Written problem. Pull out each line in the records that contains the string "white". Case counts.

Dataset extract.
::::

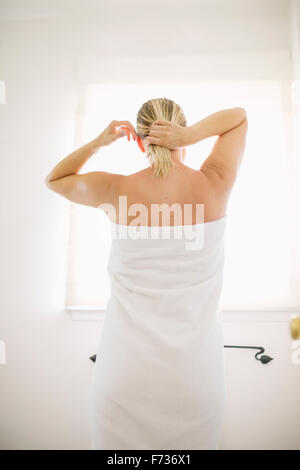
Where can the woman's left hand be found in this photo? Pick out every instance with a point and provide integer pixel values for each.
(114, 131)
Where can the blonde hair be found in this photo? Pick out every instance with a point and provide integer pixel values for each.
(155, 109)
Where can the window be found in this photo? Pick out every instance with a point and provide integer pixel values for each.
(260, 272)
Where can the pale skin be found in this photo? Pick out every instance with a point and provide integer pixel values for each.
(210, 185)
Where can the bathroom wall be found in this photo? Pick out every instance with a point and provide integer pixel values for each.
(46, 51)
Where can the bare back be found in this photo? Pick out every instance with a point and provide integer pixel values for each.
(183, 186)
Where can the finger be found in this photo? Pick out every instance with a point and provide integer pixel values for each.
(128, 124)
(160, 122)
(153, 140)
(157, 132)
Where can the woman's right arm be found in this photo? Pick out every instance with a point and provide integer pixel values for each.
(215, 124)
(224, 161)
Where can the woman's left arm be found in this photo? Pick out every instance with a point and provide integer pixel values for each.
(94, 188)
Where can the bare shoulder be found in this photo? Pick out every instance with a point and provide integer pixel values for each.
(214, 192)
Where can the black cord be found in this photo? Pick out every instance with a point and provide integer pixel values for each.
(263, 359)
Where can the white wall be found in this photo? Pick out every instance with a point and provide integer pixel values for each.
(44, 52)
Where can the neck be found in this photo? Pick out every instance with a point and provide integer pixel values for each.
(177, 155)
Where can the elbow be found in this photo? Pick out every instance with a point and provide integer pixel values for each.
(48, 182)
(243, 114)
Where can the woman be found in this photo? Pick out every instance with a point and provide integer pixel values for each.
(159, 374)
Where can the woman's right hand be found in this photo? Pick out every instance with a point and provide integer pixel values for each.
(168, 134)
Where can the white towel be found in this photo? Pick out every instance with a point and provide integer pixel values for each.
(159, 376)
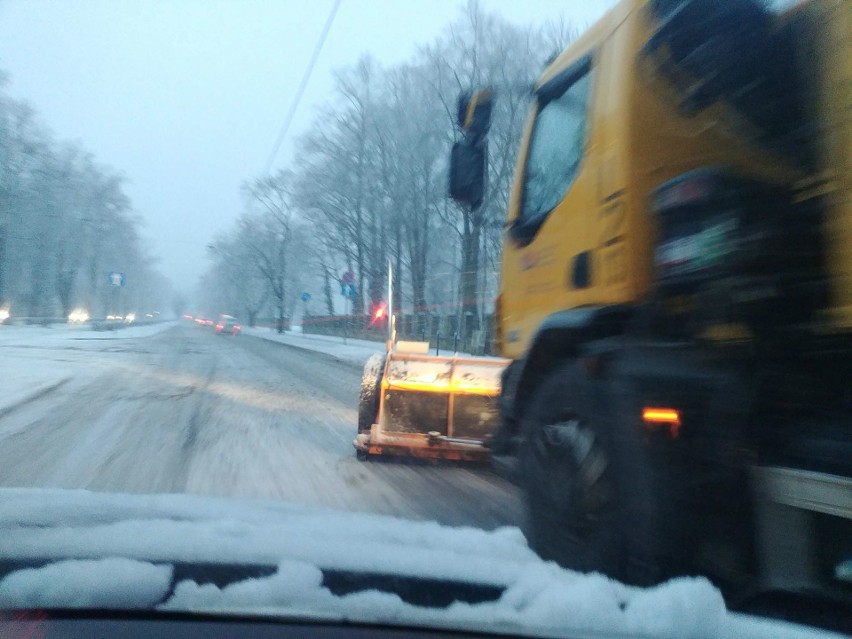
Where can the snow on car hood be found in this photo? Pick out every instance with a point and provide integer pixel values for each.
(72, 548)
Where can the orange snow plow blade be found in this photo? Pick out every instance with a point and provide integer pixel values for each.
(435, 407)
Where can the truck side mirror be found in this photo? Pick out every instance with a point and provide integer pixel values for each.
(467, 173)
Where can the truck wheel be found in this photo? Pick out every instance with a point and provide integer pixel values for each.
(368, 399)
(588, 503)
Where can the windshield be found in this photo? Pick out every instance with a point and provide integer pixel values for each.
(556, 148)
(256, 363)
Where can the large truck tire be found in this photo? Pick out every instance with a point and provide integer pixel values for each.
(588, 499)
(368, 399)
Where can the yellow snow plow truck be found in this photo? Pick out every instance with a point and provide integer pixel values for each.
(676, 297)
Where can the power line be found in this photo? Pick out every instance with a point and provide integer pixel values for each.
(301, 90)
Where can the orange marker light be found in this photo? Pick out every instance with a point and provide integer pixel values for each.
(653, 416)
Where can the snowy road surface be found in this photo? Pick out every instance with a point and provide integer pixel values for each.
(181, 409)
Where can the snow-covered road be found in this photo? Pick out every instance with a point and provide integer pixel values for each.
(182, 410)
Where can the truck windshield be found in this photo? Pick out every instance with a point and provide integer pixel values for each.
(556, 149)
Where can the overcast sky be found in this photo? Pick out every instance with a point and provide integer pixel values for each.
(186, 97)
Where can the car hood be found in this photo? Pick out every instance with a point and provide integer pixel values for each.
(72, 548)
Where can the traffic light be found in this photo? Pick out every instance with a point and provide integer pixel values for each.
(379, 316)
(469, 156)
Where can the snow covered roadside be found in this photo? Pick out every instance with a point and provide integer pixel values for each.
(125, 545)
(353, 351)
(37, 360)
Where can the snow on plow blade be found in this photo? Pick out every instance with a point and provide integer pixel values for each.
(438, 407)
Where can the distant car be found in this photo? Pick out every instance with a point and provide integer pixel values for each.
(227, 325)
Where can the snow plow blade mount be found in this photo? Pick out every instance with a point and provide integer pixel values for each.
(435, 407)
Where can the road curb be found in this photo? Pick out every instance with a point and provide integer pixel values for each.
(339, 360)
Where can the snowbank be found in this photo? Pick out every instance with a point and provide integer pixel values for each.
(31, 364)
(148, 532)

::::

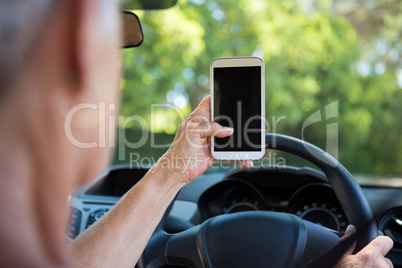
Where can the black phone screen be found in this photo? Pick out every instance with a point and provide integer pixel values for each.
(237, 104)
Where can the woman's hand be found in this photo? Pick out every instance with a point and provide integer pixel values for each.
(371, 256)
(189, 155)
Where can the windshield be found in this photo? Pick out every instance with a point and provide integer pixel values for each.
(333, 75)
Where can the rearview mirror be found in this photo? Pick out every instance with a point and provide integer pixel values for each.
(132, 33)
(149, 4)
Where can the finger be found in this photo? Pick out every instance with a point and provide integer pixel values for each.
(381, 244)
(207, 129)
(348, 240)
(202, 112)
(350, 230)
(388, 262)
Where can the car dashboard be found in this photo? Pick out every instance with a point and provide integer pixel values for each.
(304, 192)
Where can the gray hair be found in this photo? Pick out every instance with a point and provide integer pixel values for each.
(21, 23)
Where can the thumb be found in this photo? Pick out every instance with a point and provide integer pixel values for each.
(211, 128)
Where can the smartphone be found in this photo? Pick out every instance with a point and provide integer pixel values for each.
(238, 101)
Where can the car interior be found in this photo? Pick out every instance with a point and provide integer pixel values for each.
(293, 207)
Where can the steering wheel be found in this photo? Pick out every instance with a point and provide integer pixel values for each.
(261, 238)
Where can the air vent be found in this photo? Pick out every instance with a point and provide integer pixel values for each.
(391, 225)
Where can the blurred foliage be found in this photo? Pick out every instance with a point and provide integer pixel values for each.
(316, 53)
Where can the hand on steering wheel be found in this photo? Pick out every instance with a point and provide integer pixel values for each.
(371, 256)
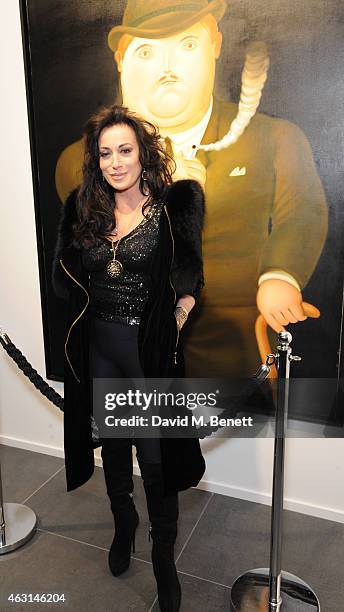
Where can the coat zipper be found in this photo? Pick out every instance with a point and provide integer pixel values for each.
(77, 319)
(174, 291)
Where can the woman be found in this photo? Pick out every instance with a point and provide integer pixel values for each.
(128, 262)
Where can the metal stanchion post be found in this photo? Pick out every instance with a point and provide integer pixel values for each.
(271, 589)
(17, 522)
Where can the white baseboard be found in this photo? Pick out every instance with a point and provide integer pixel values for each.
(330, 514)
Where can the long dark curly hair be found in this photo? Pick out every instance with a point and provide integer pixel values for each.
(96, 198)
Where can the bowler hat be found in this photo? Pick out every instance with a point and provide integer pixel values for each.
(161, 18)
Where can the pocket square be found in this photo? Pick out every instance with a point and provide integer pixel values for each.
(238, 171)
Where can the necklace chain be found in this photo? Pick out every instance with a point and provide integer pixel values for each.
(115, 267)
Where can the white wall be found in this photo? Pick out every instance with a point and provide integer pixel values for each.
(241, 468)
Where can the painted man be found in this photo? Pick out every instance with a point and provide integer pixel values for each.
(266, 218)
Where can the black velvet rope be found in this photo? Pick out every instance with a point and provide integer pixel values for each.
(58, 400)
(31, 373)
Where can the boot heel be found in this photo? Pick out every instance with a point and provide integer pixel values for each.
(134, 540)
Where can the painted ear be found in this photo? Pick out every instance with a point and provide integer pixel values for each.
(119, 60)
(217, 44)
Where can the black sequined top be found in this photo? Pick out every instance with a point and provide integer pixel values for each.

::::

Output for this exercise.
Where can the white wall be found in this photo? Pick out every instance with a point and provide integer pixel values for each.
Where can the white towel be found in this photo? Pick out every instance with a point and provide integer pixel values for each.
Where can the white baseboard be found in this photo? Pick out every instance with a point and provide integer pixel values for each.
Where can the white wall be found in this photo? Pick out every instance with a point and provide integer pixel values for each.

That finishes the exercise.